> [DIRECTIONS] Express the part that opens with the line containing "engine, it would be much appreciated." and closes with the line containing "124 77 L 132" as a Markdown table with the columns No. and Line. Give each line its number and leave out any blank lines.

> [INPUT FOR THIS TASK]
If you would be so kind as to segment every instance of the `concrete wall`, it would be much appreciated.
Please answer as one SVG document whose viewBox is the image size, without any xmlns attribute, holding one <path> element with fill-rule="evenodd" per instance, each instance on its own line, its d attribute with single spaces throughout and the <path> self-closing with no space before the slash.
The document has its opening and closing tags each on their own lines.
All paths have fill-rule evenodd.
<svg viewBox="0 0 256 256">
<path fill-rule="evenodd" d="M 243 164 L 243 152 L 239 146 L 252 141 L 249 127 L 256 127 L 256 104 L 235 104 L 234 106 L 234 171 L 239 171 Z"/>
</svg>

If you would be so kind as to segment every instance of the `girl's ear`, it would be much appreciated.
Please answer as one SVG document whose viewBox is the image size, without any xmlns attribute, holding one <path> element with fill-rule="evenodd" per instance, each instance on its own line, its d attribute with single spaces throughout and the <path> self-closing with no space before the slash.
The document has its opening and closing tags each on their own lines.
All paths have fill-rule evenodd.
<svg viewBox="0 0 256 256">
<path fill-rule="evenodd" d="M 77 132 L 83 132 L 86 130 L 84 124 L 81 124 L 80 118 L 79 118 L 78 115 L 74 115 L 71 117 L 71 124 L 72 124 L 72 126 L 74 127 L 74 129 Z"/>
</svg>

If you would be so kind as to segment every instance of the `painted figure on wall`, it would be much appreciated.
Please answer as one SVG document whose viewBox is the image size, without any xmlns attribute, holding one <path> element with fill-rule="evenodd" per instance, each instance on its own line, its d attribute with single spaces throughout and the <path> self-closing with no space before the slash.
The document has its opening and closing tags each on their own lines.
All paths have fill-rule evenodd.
--
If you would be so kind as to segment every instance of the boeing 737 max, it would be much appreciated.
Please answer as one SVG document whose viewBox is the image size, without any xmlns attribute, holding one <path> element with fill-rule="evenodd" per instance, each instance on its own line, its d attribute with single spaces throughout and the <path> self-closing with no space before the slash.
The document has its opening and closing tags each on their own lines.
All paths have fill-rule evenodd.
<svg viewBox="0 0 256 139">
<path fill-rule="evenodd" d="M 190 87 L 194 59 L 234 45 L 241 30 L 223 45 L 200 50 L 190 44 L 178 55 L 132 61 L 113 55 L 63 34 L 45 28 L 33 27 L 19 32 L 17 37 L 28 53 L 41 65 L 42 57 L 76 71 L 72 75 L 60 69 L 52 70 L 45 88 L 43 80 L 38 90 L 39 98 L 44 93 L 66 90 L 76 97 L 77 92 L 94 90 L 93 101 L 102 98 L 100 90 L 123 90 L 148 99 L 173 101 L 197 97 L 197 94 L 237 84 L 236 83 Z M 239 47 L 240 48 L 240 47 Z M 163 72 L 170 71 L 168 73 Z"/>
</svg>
--
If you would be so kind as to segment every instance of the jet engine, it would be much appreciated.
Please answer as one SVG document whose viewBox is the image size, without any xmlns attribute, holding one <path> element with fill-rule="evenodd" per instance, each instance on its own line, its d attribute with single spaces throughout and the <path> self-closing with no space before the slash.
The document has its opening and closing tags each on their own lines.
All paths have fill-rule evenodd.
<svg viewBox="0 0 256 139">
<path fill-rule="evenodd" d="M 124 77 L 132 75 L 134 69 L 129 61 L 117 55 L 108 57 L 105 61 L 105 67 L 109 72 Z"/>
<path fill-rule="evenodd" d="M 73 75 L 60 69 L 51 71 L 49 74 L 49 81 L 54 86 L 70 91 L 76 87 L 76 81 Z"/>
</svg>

> [THE RESPONSE]
| No. | Line |
|---|---|
| 1 | If you would be so kind as to segment every instance of the jet engine, it would be much appreciated. |
| 2 | Please answer as one SVG document whose viewBox is the image size, without any xmlns attribute, holding one <path> element with fill-rule="evenodd" per instance, each instance on its own line, its d attribute with single spaces throughout and the <path> self-closing with no space before the slash. |
| 3 | The document has its opening and closing tags each on their own lines. |
| 4 | All paths have fill-rule evenodd. |
| 5 | <svg viewBox="0 0 256 139"> |
| 6 | <path fill-rule="evenodd" d="M 124 77 L 132 75 L 134 69 L 129 61 L 117 55 L 108 57 L 105 61 L 105 67 L 109 72 Z"/> |